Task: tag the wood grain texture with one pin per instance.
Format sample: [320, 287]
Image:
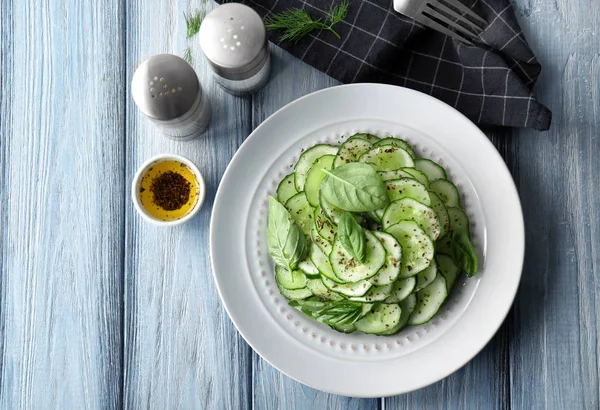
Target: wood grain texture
[555, 348]
[181, 349]
[291, 79]
[62, 204]
[98, 309]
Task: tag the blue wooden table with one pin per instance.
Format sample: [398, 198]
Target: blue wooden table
[98, 309]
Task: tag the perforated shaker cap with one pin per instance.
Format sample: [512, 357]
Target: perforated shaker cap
[165, 87]
[234, 41]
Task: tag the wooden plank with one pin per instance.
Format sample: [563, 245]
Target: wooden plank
[61, 195]
[181, 349]
[555, 346]
[291, 79]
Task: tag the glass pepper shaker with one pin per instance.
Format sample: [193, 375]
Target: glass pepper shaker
[167, 90]
[234, 41]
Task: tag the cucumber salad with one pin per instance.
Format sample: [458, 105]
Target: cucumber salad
[366, 236]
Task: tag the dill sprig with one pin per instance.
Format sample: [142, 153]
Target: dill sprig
[297, 23]
[187, 55]
[193, 22]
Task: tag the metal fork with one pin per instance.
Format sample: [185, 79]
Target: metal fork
[449, 17]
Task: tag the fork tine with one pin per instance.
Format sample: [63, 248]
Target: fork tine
[450, 23]
[449, 12]
[438, 27]
[458, 5]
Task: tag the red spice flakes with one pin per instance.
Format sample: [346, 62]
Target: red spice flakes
[170, 190]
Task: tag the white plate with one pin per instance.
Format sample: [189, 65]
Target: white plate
[356, 364]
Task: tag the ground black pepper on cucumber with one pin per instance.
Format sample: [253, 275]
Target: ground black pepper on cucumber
[366, 236]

· · · ·

▶ [WHAT YOU NEED TO DO]: Give every line above again exactly, omitting whatever pictures appear.

▶ [YOUR RESPONSE]:
Task: tag the wood grain texture with one pin per instance.
Format sample: [320, 287]
Image:
Target: wood grain texture
[555, 348]
[181, 349]
[291, 79]
[62, 204]
[98, 309]
Task: tag the blue wooden table with one pin per instance.
Format sample: [398, 198]
Target: blue wooden table
[98, 309]
Task: tag the perforated shaker cap with one pin per instance.
Format sample: [512, 357]
Target: perforated shaker cap
[165, 87]
[234, 41]
Task: tag the wooden plank with one pin per instance.
Format sample: [563, 245]
Target: wooden plank
[61, 195]
[181, 349]
[555, 346]
[291, 79]
Task: tag the glass pepper shaker with one pin per instance.
Format sample: [193, 375]
Target: glass pepper shaker
[167, 90]
[234, 41]
Task: tag the cucumber salad with one pin per instance.
Format sample: [458, 105]
Target: cucumber salad
[366, 236]
Task: tag the dill sprig with one pin per instance.
Format sample: [142, 153]
Target: dill sprig
[297, 23]
[187, 55]
[193, 22]
Task: tag the metal fork with one pin per instance.
Format sample: [185, 79]
Target: metal fork
[449, 17]
Task: tag the fork tine with one pin per instance.
Format sample: [63, 248]
Target: fork tine
[450, 23]
[449, 12]
[438, 27]
[458, 5]
Task: tag the red spice flakes with one pin per instance.
Format sample: [346, 62]
Target: red spice flakes
[170, 190]
Task: tag the white plate with one pin per instance.
Format sample: [189, 65]
Target: white plate
[356, 364]
Task: tag the ground black pepper on cucumber with one pin per instance.
Format sample: [253, 275]
Target: ground black pepper on cucumber
[366, 236]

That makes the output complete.